■ Work required
Copy the data below word for word, leaving out the pictures.

(Pointing and labeling entries)
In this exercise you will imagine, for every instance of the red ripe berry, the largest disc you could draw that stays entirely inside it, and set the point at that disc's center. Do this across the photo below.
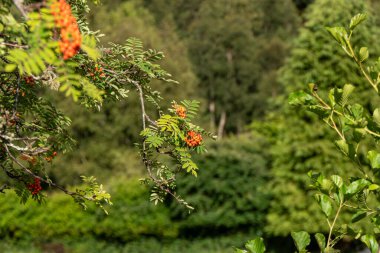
(35, 187)
(193, 139)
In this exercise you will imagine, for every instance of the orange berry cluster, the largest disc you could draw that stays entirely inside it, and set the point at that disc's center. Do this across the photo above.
(193, 139)
(35, 187)
(98, 71)
(70, 35)
(180, 111)
(29, 80)
(49, 158)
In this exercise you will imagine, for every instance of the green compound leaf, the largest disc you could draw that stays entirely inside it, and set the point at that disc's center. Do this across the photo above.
(356, 20)
(371, 243)
(374, 159)
(325, 204)
(358, 216)
(356, 187)
(256, 245)
(363, 54)
(301, 240)
(321, 240)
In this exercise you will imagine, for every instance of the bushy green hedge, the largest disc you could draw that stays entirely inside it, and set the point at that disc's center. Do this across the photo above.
(230, 193)
(130, 217)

■ The output
In this exercise you will imagine, for every instance of the red ripe berry, the largest disc you could draw that stays entirely inside it, and set the point at that disc's center. Do this across the photo below.
(35, 187)
(193, 139)
In this exercise you will imagine, for every instance of the orange berry cluster, the largest disc you could draw that stays entirely inside it, and set the point at that disc's center. Do this across the photo above.
(193, 139)
(35, 187)
(98, 71)
(70, 35)
(180, 111)
(29, 80)
(49, 158)
In this exercise you will imagine, for every instance of the green compound leaf, the largest disc you could draw that stays entirely inside it, and set the point at that disc's center. Do this across the photo above.
(356, 20)
(371, 243)
(374, 159)
(325, 204)
(358, 216)
(356, 187)
(256, 245)
(363, 54)
(301, 240)
(321, 240)
In this exercise you will imagine, for every instance of the bushy green hedge, the largest disc you could draw that stays entirely inside it, and set the point at that disc's center. Do this across the photo above.
(230, 193)
(130, 217)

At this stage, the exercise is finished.